§ **PROMPT**
Take each line of the records below that contains the string "every" and copy it.

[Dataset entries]
==============================
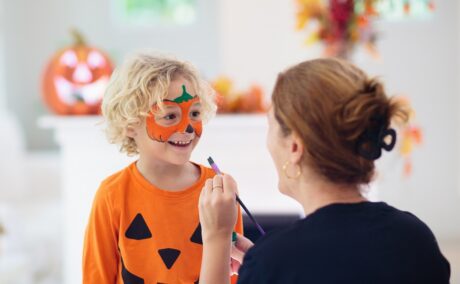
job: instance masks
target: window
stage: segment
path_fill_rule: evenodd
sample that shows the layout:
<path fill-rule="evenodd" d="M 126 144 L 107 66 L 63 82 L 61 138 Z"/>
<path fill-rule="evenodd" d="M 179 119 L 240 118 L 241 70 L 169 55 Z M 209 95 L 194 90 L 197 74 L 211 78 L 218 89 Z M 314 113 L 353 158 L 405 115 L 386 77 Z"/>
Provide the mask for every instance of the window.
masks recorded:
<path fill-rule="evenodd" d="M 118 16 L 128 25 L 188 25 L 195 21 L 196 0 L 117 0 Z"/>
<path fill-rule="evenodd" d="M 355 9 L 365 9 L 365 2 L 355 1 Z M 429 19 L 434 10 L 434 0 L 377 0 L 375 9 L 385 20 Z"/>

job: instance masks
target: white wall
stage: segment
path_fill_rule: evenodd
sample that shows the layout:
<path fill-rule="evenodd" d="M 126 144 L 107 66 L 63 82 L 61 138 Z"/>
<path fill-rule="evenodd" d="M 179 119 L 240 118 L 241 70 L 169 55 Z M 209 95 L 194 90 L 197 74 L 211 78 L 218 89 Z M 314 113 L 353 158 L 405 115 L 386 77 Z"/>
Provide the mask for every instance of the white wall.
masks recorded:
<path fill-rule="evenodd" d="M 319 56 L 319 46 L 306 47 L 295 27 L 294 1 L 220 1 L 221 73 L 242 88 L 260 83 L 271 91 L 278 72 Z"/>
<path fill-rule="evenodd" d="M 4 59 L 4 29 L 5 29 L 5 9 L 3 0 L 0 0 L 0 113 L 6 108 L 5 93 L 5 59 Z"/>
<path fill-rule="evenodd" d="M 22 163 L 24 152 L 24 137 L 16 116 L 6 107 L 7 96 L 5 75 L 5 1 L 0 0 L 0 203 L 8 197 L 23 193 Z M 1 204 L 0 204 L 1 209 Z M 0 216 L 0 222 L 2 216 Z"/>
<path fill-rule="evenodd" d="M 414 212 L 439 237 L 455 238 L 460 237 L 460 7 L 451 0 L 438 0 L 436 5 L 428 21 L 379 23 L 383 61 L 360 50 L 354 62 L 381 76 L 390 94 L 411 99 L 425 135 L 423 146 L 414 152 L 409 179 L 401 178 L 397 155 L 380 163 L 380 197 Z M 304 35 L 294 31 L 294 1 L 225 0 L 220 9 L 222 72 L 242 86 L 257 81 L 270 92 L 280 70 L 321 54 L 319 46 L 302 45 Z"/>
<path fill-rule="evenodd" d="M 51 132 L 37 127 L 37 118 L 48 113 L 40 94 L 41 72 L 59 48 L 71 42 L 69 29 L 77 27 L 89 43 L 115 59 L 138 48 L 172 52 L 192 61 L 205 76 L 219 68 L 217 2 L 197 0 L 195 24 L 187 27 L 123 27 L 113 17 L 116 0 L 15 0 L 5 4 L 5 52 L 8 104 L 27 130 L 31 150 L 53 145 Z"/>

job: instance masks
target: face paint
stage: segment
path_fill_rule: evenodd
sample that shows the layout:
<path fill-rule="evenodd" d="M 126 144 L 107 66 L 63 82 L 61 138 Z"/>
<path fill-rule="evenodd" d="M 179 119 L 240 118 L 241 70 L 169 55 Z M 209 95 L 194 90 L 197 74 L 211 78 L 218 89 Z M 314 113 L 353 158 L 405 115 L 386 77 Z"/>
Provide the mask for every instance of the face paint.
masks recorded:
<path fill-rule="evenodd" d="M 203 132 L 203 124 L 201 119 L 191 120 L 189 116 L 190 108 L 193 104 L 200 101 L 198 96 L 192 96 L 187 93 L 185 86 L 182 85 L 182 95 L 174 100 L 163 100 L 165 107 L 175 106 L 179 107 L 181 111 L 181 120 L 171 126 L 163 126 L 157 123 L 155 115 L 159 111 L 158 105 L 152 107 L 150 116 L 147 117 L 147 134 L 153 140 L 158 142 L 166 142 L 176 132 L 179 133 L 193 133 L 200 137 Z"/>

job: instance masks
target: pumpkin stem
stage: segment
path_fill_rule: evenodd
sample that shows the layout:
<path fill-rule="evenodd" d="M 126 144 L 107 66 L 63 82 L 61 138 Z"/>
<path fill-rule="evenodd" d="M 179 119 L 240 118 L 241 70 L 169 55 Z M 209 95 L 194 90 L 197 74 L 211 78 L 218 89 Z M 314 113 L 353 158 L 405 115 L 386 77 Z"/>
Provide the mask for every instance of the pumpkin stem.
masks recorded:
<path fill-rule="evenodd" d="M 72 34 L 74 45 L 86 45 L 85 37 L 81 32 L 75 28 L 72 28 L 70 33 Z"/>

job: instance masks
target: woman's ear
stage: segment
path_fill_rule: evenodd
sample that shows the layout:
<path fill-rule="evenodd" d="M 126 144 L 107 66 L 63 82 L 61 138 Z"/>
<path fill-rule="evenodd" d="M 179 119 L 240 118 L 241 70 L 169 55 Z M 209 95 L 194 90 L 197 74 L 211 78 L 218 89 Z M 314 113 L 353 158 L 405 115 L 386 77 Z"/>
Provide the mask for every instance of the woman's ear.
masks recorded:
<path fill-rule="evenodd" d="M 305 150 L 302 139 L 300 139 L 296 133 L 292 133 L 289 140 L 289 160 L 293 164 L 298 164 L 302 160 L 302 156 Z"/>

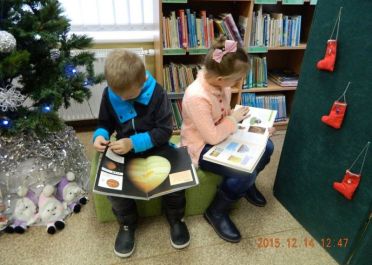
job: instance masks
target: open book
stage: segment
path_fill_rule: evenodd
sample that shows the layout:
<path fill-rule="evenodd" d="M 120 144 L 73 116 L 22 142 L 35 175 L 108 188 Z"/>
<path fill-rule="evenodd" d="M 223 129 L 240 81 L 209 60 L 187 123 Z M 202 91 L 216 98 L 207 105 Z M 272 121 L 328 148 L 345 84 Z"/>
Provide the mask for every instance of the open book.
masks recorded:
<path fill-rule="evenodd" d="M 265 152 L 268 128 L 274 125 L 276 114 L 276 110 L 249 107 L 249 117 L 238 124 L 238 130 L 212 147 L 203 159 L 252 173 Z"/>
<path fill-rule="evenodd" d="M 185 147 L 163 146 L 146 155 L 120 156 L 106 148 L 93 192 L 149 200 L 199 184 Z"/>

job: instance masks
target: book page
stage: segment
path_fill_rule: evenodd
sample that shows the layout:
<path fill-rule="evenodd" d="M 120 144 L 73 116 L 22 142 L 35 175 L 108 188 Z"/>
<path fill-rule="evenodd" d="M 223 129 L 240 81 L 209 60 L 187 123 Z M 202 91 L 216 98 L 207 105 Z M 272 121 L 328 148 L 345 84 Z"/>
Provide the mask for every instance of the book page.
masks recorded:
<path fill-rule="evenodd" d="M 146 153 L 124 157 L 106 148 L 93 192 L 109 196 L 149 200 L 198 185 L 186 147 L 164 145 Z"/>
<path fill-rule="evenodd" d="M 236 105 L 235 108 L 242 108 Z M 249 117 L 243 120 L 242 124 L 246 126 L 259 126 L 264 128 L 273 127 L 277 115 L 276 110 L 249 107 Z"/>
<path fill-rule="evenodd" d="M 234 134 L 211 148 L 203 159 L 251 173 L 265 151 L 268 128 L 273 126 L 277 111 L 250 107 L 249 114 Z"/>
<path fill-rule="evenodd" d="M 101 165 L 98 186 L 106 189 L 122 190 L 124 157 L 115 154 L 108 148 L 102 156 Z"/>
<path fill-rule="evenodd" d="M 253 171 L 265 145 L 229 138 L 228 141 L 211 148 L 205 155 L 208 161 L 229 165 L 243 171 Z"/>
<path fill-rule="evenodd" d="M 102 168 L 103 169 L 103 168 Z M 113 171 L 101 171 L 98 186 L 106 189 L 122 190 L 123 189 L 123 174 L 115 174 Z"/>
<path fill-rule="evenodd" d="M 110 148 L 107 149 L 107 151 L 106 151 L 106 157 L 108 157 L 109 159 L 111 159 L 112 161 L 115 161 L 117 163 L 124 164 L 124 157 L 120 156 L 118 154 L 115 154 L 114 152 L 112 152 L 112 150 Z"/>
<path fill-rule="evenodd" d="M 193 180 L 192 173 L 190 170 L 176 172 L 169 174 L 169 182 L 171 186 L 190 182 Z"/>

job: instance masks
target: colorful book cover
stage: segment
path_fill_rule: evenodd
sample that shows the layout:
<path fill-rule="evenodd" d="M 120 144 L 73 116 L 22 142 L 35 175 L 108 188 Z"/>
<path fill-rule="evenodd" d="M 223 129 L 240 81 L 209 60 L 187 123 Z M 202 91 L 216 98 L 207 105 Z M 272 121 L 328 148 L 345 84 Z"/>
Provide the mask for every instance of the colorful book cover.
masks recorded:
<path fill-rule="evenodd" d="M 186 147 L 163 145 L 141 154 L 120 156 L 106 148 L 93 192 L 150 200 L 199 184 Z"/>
==============================
§ **YOUR SOLUTION**
Provide the mask for every instance of the window.
Provide the mask for every instance of the white wall.
Provide the mask for every instance of the face paint.
Provide the mask for every instance of the pumpkin stem.
Provide the mask for every instance of the woman's ear.
Provide the mask for every instance of the open book.
Provide the mask for every instance of the book page.
Provide the mask for every instance of the colorful book cover.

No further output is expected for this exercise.